- _ENTRIES SUPPLIED_:
______________________________

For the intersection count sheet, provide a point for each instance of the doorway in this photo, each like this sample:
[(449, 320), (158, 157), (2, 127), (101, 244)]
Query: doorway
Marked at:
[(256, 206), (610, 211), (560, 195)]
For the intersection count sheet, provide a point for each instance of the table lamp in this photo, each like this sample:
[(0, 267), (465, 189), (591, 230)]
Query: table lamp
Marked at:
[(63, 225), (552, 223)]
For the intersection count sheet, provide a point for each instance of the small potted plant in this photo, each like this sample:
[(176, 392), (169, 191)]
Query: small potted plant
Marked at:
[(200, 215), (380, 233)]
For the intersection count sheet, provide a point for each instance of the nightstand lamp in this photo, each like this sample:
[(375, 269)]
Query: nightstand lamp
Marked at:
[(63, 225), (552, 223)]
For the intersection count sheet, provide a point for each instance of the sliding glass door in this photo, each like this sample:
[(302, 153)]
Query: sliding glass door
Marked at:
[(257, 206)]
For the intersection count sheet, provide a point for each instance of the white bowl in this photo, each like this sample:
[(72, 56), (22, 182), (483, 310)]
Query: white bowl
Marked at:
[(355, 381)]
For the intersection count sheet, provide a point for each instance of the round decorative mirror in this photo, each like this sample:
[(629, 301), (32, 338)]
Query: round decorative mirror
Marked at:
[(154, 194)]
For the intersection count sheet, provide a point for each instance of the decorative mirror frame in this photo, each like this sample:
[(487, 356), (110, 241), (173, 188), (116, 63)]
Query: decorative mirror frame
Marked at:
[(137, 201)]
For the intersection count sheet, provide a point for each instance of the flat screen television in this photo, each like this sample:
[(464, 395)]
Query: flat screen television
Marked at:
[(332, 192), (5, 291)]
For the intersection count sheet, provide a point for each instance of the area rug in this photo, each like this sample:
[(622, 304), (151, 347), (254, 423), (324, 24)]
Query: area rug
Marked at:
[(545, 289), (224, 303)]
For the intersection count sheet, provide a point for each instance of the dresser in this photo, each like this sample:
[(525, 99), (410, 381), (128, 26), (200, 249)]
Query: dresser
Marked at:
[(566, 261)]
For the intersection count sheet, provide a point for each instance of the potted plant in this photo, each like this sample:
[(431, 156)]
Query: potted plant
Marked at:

______________________________

- _EXERCISE BRIEF_: Nothing but a number is expected: the count of lines in the data that include the word "round".

- _OUTPUT BELOW_: 2